### Task to complete
Extract every line of the entries below word for word, leaving the pictures out of your answer.

### Exercise material
↓

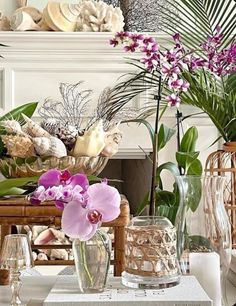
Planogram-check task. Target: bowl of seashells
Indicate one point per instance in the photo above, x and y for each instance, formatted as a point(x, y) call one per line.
point(62, 139)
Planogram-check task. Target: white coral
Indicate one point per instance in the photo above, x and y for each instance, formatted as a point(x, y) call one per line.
point(97, 16)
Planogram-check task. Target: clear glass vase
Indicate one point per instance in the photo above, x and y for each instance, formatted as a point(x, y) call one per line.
point(204, 233)
point(150, 253)
point(92, 262)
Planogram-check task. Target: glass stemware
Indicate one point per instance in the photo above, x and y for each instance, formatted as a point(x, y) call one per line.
point(16, 255)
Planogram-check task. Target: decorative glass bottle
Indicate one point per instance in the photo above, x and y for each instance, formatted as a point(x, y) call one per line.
point(150, 253)
point(204, 232)
point(92, 261)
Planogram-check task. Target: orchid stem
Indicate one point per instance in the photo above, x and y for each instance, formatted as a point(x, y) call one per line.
point(178, 119)
point(152, 206)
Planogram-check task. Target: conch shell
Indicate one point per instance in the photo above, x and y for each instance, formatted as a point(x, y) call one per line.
point(49, 146)
point(22, 21)
point(61, 16)
point(91, 143)
point(19, 146)
point(112, 139)
point(34, 129)
point(35, 14)
point(98, 16)
point(12, 127)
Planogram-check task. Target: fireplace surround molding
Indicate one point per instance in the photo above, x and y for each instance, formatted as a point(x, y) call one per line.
point(35, 63)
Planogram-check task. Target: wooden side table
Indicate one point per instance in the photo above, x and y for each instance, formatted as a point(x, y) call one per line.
point(18, 211)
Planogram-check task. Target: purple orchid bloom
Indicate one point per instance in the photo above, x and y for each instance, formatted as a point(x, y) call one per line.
point(82, 222)
point(50, 178)
point(114, 42)
point(173, 100)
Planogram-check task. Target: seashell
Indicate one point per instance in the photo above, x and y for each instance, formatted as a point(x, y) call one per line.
point(97, 16)
point(34, 129)
point(4, 23)
point(45, 237)
point(22, 21)
point(50, 125)
point(91, 143)
point(112, 140)
point(61, 16)
point(35, 14)
point(12, 127)
point(59, 254)
point(34, 255)
point(49, 146)
point(68, 135)
point(37, 229)
point(42, 256)
point(18, 146)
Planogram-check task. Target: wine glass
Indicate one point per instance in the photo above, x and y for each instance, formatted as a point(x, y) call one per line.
point(16, 255)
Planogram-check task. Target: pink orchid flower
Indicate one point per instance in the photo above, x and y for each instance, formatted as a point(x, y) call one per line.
point(84, 207)
point(103, 205)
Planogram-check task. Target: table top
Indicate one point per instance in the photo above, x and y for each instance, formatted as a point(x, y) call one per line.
point(36, 289)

↑

### Result for this task
Planogram-check task. Target: bowl of seashells
Indicate one point per instance in the photo above, x and y for each instance, formatted as a point(x, y) call one per line.
point(62, 139)
Planogram-check task. Target: white coral
Indicate one point per instance in the photo above, x and y for each instance, formatted as a point(x, y) call one per line.
point(97, 16)
Planogram-check task. Target: clear glass vase
Indicate one point per instance in the photo above, x and y for each instance, formatted as a point(x, y) call one per line.
point(204, 233)
point(150, 253)
point(92, 262)
Planogram-check task. Target: glass stemware
Indicate one point per instance in the photo above, x and y for each instance, formatted as a point(x, y) call one per line.
point(16, 255)
Planogram-check task. Target: decorative glass bottle
Indicate one point per instance in the photo above, x and y for each instance, formatted as a point(x, y) call one per line.
point(150, 253)
point(204, 232)
point(92, 261)
Planogram-check task. Target: orchid stem
Indicate one point per instance in the photo above, x and y for each instance, formatted as a point(x, y) call one per line.
point(178, 119)
point(152, 206)
Planogram-check task. Target: conch shell
Indicate one point per instance in the photo above, x and y for each instance, formatted as a point(x, y) call one per line.
point(49, 146)
point(22, 21)
point(61, 16)
point(91, 143)
point(19, 146)
point(112, 139)
point(34, 129)
point(35, 14)
point(98, 16)
point(12, 127)
Planogram-check task. Target: fireplace surround molding
Indicate one point per instance in the photo above, x and y for each instance, formatted as a point(x, y) call one per line.
point(35, 63)
Planogram-check task. Target: wooden side table
Indicate one point per instance in the photo above, x and y for each instance, formatted as a point(x, y) call one per line.
point(18, 211)
Planogram-check task. Target: purple orchid bloom
Indicate one point per instance in the photo above, x and y for each instance, formatted as a point(x, y) call one per line.
point(82, 222)
point(50, 178)
point(114, 42)
point(173, 100)
Planogram-check task. Target: seashell
Indicate one point per instance in the photo above, x and y for each instance, formatted as a point(x, y) call one per line.
point(97, 16)
point(34, 129)
point(4, 23)
point(45, 237)
point(22, 21)
point(50, 125)
point(91, 143)
point(112, 140)
point(61, 16)
point(35, 14)
point(12, 127)
point(59, 254)
point(34, 255)
point(49, 146)
point(68, 135)
point(37, 229)
point(42, 256)
point(18, 146)
Planogram-check task. Target: wine glass
Indicate one point per instance in the photo above, x and y for each instance, formatted as a point(x, y) call one per line.
point(16, 255)
Planogram-check task. Target: pink orchid flower
Indicate one point per instance in the photo above, x and y for each instance, formatted as a point(x, y) call one per line.
point(84, 207)
point(103, 205)
Planogram-check task. Target: table top
Indicate one point per instance in the photo above, x and y for each instance, formatted as a point(x, y) call one per line.
point(36, 289)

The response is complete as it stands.